Task goal:
Write out every entry word for word.

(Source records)
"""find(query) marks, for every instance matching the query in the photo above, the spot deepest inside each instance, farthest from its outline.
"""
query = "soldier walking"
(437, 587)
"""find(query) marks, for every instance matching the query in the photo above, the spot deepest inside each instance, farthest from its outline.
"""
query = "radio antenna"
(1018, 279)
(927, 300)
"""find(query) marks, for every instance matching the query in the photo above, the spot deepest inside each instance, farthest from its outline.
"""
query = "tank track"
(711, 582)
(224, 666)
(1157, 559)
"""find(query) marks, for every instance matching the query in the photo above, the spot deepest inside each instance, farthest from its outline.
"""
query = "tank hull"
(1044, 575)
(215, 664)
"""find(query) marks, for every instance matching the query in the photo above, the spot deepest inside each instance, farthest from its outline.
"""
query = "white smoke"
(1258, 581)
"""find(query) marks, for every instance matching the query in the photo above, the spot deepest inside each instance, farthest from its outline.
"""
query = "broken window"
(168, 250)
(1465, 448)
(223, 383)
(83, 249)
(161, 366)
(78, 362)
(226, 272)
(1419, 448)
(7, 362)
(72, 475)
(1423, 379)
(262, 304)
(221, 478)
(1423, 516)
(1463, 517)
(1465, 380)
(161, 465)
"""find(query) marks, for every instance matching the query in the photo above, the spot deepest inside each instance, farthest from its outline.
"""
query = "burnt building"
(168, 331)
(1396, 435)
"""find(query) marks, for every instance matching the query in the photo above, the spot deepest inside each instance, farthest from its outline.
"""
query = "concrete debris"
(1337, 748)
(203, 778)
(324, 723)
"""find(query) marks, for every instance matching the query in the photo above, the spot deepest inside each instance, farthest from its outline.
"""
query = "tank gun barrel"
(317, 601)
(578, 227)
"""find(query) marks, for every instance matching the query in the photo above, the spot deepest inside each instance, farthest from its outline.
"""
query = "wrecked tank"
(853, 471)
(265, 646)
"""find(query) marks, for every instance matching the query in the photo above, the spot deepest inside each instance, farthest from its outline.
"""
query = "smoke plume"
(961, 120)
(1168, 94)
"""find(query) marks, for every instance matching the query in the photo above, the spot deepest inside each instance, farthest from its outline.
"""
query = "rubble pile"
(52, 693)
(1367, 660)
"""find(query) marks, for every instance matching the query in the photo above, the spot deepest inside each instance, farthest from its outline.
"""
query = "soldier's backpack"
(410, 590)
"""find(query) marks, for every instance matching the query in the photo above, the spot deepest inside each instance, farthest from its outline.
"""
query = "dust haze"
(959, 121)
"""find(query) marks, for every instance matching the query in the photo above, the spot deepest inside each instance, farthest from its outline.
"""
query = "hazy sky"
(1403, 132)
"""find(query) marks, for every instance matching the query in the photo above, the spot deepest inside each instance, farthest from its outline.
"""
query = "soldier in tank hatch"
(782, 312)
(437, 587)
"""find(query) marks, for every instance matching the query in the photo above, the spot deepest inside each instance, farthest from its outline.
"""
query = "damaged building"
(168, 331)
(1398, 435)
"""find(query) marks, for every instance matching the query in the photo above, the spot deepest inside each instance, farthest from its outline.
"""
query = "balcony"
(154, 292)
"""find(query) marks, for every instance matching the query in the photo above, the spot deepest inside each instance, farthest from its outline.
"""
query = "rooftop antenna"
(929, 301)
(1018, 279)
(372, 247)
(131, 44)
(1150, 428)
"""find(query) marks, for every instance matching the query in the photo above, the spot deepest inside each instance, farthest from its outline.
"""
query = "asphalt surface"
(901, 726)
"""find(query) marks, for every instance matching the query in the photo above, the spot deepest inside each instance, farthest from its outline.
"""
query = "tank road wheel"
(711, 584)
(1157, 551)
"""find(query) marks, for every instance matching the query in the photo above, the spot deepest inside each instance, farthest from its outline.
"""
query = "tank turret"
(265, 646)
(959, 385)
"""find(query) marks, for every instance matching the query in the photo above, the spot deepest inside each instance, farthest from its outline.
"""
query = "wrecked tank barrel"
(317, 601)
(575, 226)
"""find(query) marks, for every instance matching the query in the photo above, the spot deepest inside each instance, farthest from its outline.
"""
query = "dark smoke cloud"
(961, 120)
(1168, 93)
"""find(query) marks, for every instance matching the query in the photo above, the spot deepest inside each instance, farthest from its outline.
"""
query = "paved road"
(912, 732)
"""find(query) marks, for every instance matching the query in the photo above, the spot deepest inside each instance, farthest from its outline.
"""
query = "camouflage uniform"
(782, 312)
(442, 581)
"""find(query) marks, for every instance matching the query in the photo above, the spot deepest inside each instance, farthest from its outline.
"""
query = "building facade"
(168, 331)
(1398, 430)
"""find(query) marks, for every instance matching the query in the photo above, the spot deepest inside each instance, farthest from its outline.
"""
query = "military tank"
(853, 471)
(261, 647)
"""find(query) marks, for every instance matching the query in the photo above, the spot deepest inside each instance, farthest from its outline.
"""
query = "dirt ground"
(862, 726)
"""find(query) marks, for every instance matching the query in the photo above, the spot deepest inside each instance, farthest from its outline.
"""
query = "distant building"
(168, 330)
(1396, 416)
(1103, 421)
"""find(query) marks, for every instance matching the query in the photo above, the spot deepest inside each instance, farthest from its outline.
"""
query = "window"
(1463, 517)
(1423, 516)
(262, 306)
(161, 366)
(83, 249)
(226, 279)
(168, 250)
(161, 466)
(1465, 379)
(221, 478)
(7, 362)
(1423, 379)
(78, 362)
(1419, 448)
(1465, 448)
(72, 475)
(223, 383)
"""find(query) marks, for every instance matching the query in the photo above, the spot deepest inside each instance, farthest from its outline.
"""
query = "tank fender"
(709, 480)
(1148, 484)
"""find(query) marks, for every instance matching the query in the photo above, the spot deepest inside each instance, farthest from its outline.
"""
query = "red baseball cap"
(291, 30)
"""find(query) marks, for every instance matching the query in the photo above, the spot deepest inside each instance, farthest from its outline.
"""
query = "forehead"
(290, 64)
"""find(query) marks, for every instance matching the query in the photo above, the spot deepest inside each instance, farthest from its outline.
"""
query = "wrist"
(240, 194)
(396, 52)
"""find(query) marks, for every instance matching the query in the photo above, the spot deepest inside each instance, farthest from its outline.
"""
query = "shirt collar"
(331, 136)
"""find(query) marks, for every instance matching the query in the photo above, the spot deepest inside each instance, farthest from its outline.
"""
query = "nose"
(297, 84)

Task output:
"""find(query) marks, for every instance matching the query in the photo above, the spot deepest inside each instance, farthest from its outline.
"""
query = "soldier walking"
(437, 587)
"""find(query) marks, for every instance matching the query in the photo above, the spot deepest inside each instance, farthest from its outline.
"""
query = "radio antenna"
(1018, 279)
(927, 300)
"""find(query) marks, for every instance matching the query in the photo above, the spot deepest inside each instance, farthest from its outline.
"""
query = "tank track"
(711, 582)
(224, 666)
(1157, 559)
"""find(query) marks, for every instance matching the query in the photo above, the spot deepest inside each instance, farthest from its outline.
"""
query = "tank hull"
(1044, 575)
(215, 664)
"""find(query) marks, for every instance matching the query in the photo above, the spot deepest inside each instance, farthest from its outline.
"""
query = "white smoke"
(1258, 581)
"""find(query) marks, for every instance matching the query in the photo above, the spot deepest inside each instance, farthest from its outline.
"""
query = "broken window"
(168, 250)
(1465, 448)
(223, 383)
(83, 249)
(161, 366)
(78, 362)
(226, 272)
(1419, 448)
(7, 362)
(72, 475)
(1423, 379)
(262, 304)
(221, 478)
(1423, 516)
(1463, 517)
(1465, 380)
(161, 465)
"""find(query) marks, for every instance matching the query in the photo above, the spot deepest inside each instance, farthest from its outline.
"""
query = "burnt building"
(168, 331)
(1396, 435)
"""find(query) marks, for every instance matching the query in the photo above, the spot deepest inside each instance, farthest from its outline.
"""
query = "concrete debris"
(1337, 748)
(203, 778)
(324, 723)
"""find(query) marks, for every instance matching the query in the photo above, the spot deepest inside each instance, farthest from its outline.
"""
query = "tank gun barrel"
(317, 601)
(578, 227)
"""find(query) marks, for every instance matching the query in the photo above, the spot deepest inside each instance, farthest from its outline.
"""
query = "wrecked tank"
(853, 471)
(265, 646)
"""find(query) marks, for every instance matching the query in the photo above, the spot deepest inside each instance, farthest from its outline.
"""
query = "smoke plume"
(961, 120)
(1168, 94)
"""find(query) marks, for every instance matching the query in the photo above, the spot deepest inside each instance, farthest from its outline.
"""
query = "rubble pile"
(52, 693)
(1367, 660)
"""find(query) marks, for every instance matching the query in the photo above, the spot deepest inside each instance, farthest from its outline.
"""
query = "soldier's backpack"
(410, 590)
"""find(query) marks, for every instance matching the query in the photo above, the spot deepest inside each instance, farthest from its outline.
"""
query = "dust haze"
(959, 121)
"""find(query) marks, for every instance matching the query in the photo above, the spot deepest inside each instance, farthest from its outline.
"""
query = "hazy sky"
(1403, 132)
"""find(query) marks, for every instance matching the query in the photo above, the spot deepest inside each instance, farthest from its outline.
"""
query = "soldier in tank hatch"
(782, 312)
(437, 587)
"""find(query) marks, for every instance matching the query in the photo above, the spot deepest inside each instance, farthest from its outline.
"""
query = "damaged building"
(168, 331)
(1398, 435)
"""find(query) marks, for every instance matching the query in the photo above, the spot deepest inside each instance, farthest from its outline.
"""
query = "balcony"
(154, 292)
"""find(query) marks, for every instance matching the query in the photo above, the spot deepest inside each instance, farthest from its outline.
"""
query = "rooftop antenna"
(929, 301)
(1018, 279)
(372, 247)
(131, 44)
(1150, 428)
"""find(query) marks, for every instance matching the query in the photo above, the spot deepest inside each instance, farthest from its outline.
"""
query = "asphalt surface"
(901, 726)
"""find(query) marks, for every instance matching the query in the photo above, the spot deepest inside each instance, farthest from its outline.
"""
query = "tank road wheel"
(711, 584)
(1157, 551)
"""find(query) marks, for every instance matching the query in the photo above, the spot deepest inside each instance, farthest from its outline.
"""
query = "tank turret"
(265, 646)
(959, 385)
"""find(query) marks, for every instance matching the query in the photo above, the spot deepest inside each instance, farthest from its outline.
"""
query = "wrecked tank barrel"
(317, 601)
(575, 226)
"""find(query) marks, for every instance matching the query in the photo above, the spot deepest inside each instance, farthest from its outline.
"""
query = "dark smoke cloud"
(961, 120)
(1168, 93)
"""find(query) marks, for every instance matching the query in the photo above, the spot deepest inside each instance, farthest from its outline.
"""
query = "paved road"
(912, 732)
"""find(query) marks, for every instance matching the query in the photo above, the spot deepest inside each instance, farthest from its outline.
"""
query = "camouflage uniform"
(782, 312)
(442, 581)
"""find(query) marks, for every instance matching the query in the photo above, the spot deepest inside each instance, farthest from its outline.
"""
query = "building facade"
(168, 331)
(1398, 430)
"""find(query) marks, for every instance matching the query in the photo above, the spot deepest inside each instance, farthest from its outline.
"""
query = "military tank"
(853, 471)
(261, 647)
"""find(query) marks, for every instance matching the query in the photo above, the spot deepest inside each instance, farthest from its outline.
"""
query = "dirt ground"
(862, 726)
"""find(query) marks, for every instance matching the query in the photo above, the spot deepest inside each instance, farthest from its outline.
"""
query = "distant building"
(168, 330)
(1396, 416)
(1103, 421)
"""find(query) marks, for every instance matching the query in the photo above, the spot deepest inside each instance, farthest from its outline.
"""
query = "window"
(1463, 517)
(1423, 516)
(262, 306)
(161, 366)
(83, 249)
(226, 279)
(168, 250)
(161, 466)
(1465, 379)
(221, 478)
(7, 362)
(1423, 379)
(78, 362)
(1419, 448)
(1465, 448)
(72, 475)
(223, 383)
"""find(query) marks, for every instance matching the query in the photo above, the spot deepest inside each instance, farthest from its outline.
"""
query = "tank fender"
(709, 480)
(1148, 484)
"""find(query) marks, for every instance matching the query in the photo above, the spot deepest inside each instance, farthest from its outline.
"""
query = "red baseball cap"
(291, 30)
"""find(query) marks, for every instance matching the query in the photo above, the spot deepest inside each instance, farthest from its outline.
"""
query = "forehead"
(290, 64)
"""find(query) marks, for every instance matching the query in the photo above, the spot deepest inside each instance, farthest from its outline.
"""
query = "wrist"
(240, 194)
(396, 52)
"""find(query) marks, for every instance matching the query in the photo above, the spot deepest inside each instance, farthest from its outline.
"""
query = "shirt collar"
(331, 136)
"""find(query) marks, for every instance matching the query in the photo above, the spot deepest inside each instance, farthest from its outline.
"""
query = "nose"
(297, 84)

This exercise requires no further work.